### Task statement
Please pull out every line in the rows below that contains the string "display". Case counts, so only lines that match its capitalization qualify.

### Information shown
(begin)

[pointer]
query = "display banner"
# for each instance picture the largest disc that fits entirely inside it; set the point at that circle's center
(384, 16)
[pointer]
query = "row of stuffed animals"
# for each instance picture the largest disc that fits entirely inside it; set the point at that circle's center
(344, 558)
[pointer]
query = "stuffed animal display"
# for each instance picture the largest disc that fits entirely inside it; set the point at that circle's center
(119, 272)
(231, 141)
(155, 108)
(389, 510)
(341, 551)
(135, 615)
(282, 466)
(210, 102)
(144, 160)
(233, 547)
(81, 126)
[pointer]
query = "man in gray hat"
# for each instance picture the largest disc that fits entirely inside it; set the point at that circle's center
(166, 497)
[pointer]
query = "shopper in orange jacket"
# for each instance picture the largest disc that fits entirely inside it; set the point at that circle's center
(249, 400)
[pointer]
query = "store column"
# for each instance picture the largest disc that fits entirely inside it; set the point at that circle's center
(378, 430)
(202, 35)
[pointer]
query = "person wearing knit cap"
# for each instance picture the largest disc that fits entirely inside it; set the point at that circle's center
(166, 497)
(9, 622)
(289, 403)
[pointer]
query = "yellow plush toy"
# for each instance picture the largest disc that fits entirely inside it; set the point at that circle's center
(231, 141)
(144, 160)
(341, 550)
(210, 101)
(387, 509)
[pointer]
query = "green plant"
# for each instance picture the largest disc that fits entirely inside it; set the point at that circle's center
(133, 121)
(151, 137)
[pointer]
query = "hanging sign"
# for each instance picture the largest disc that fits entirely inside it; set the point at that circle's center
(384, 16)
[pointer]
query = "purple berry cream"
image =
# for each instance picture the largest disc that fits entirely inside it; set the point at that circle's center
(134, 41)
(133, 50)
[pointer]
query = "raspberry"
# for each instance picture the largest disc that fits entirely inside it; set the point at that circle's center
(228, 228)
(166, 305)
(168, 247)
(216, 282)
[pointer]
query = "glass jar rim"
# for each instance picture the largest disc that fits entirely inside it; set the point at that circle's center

(end)

### Result of the task
query = "display banner"
query = "stuffed animal display"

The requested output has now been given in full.